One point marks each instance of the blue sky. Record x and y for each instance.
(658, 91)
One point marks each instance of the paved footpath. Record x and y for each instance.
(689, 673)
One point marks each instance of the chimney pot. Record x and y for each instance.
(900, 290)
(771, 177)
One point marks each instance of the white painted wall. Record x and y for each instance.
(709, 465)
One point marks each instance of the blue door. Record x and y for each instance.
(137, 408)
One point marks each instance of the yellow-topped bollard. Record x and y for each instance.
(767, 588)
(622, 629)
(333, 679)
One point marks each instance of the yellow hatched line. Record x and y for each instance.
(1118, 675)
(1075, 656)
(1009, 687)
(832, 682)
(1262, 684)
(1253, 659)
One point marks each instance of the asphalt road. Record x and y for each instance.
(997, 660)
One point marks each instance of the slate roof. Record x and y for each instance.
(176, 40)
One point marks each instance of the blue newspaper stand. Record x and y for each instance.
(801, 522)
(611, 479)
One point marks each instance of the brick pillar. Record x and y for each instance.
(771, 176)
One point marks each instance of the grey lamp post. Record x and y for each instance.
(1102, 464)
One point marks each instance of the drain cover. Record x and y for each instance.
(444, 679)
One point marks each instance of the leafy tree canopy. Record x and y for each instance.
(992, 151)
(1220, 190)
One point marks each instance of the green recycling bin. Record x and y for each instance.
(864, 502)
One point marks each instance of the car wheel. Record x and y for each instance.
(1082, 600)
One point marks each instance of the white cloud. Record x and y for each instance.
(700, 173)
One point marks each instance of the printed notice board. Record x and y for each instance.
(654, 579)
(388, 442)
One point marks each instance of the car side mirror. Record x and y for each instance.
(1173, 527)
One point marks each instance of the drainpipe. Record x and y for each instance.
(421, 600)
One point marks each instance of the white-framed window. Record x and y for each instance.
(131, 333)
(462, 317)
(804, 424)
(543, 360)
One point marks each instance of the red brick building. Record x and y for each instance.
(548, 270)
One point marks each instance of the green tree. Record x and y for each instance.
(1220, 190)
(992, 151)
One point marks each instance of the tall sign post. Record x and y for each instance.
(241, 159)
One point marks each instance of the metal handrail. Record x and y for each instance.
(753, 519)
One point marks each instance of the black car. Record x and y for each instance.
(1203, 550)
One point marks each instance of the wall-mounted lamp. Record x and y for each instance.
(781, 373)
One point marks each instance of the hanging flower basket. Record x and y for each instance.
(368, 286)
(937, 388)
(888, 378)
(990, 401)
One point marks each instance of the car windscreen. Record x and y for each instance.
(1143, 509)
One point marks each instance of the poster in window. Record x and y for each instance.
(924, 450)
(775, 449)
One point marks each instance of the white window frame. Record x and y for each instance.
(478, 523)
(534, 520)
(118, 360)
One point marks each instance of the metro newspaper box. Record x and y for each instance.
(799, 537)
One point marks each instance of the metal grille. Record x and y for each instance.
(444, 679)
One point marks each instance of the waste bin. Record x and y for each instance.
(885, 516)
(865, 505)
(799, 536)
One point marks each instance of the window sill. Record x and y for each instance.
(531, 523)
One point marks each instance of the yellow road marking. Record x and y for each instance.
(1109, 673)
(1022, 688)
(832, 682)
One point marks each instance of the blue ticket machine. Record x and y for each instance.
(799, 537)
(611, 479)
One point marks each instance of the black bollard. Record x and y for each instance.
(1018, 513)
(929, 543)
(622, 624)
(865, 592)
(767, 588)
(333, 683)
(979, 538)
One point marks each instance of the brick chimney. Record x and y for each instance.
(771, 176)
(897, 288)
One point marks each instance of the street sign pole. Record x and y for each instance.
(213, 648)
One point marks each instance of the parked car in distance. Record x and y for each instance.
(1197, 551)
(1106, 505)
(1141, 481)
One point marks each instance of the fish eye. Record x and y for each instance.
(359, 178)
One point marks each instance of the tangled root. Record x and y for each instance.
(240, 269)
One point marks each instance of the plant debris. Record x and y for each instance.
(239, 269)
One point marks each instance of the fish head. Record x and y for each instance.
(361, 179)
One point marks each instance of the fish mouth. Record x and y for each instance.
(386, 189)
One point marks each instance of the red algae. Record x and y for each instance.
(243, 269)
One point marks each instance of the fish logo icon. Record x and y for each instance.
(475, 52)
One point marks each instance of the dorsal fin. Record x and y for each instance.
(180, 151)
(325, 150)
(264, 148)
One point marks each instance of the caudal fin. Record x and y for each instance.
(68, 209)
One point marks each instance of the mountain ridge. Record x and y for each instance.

**PROBLEM DETAILS**
Restate every entry word for word.

**RESULT FOR THIS TASK**
One point marks each instance of the blue sky. Record x and y for each instance.
(658, 91)
One point marks each instance of the paved footpath. Record x and y for each instance.
(689, 673)
One point marks each instance of the chimney pot. Record x and y for each instance.
(900, 290)
(771, 177)
One point marks each instance of the white painted wall. Record x and y for each instance.
(709, 465)
One point marks each instance of the blue door. Record x and y for each instance.
(137, 408)
One point marks each instance of the yellow-topped bollard. Record x and y for each instance.
(767, 588)
(622, 629)
(333, 679)
One point marks each instance of the yellow hatched line. Record x and y for each instance.
(1118, 675)
(1075, 656)
(1009, 687)
(832, 682)
(1262, 684)
(1253, 659)
One point marks each instance of the asphalt road. Record x and y for each instance.
(997, 660)
One point marks each instance of the slate roof. Record x and y for each instance.
(176, 40)
One point marks each instance of the blue newspaper stand. Record x and y for each instance.
(801, 522)
(611, 479)
One point marks each instance of the brick pillar. Record x and y for each instance.
(771, 176)
One point marks each instance of the grey lamp post. Record x and y for each instance.
(1102, 464)
One point marks each instance of the drain cover. Record x and y for each instance.
(444, 679)
One point marks each instance of the leafy tree canopy. Record x and y for each instance.
(992, 151)
(1220, 190)
One point marks each instance of the green recycling bin. Record x and y for each instance.
(864, 502)
One point marks each instance of the car wheel. Record x and y for each instance.
(1082, 600)
One point marks each instance of the white cloud. Record x and y for each instance.
(700, 173)
One point marks each instance of the printed notice board. Record x and y for each instance.
(654, 579)
(388, 442)
One point marks each instance of the car side mirror. Record x and y for each instance.
(1173, 527)
One point marks each instance of the drainpipe. Record x and y for each instance.
(421, 600)
One point marks each instance of the white-framed window. Record x and y for each instance.
(131, 333)
(462, 317)
(804, 424)
(543, 360)
One point marks each instance of the red brick building. Record x and y for each instance.
(548, 270)
One point marks each instance of the green tree. Record x and y for each instance.
(1220, 190)
(992, 151)
One point marks each instance of the tall sign post. Record x and y for each instance.
(241, 159)
One point marks each instance of the metal handrail. Record x and y for each instance.
(753, 519)
One point marks each instance of the black car. Record x and y for each instance.
(1203, 550)
One point marks each instance of the wall-mounted lamp. Record x and y for each instance.
(781, 373)
One point marks each instance of the hanging flower basket. Record x and y for each instance.
(368, 286)
(937, 388)
(888, 378)
(990, 401)
One point marks each instance of the car windscreen. Record x and y for each instance.
(1143, 509)
One point marks each instance of the poster in window. Record x and y for each instance.
(924, 450)
(775, 449)
One point marks each instance of the white window frame. Record x and y for each instance.
(478, 523)
(534, 520)
(118, 360)
One point marks each instance of the metro newspaper box. Record x and y for each instance.
(799, 537)
One point marks each instance of the metal grille. Record x and y for each instance.
(444, 679)
One point marks each instance of the waste bin. Record x and y for each instance.
(885, 516)
(865, 505)
(799, 536)
One point marks each instance of the window sill. Record x and y for each instance.
(531, 523)
One point marks each instance of the yellow road marking. Record x and y for each instance.
(1109, 673)
(1022, 688)
(832, 682)
One point marks each instance of the blue ticket machine. Record x and y for each instance.
(799, 537)
(611, 479)
One point marks each instance of the black bollard. Record x and y for each instance.
(1018, 513)
(929, 543)
(622, 624)
(865, 592)
(767, 588)
(333, 683)
(979, 538)
One point marks each instance of the brick chimney. Record x and y for each instance.
(771, 176)
(897, 288)
One point marks each instance of the street sign pole. Record x and y for each instance.
(213, 648)
One point marks each instance of the parked car in distance. Record x and y for each instance.
(1197, 551)
(1106, 505)
(1141, 481)
One point marks each instance of the fish eye. Record x and y for each instance.
(359, 178)
One point marks each instance of the tangled root. Record x and y for each instance.
(240, 269)
One point marks each instance of the plant debris. Record x and y for each instance.
(239, 269)
One point marks each instance of the fish head. Record x and y for each instance.
(361, 179)
One point marks each instance of the fish mouth. Record x and y for each instance.
(386, 189)
One point marks each instance of the red algae. Record x and y for each instance.
(243, 269)
One point marks each instance of the fish logo icon. Record x and y for each instance.
(475, 52)
One point marks each instance of the dorsal fin. Record x and y for each instance.
(180, 151)
(325, 150)
(264, 148)
One point marks each instance of the caudal fin. Record x and y for each instance.
(68, 209)
One point marks each instance of the mountain ridge. Record x and y for each instance.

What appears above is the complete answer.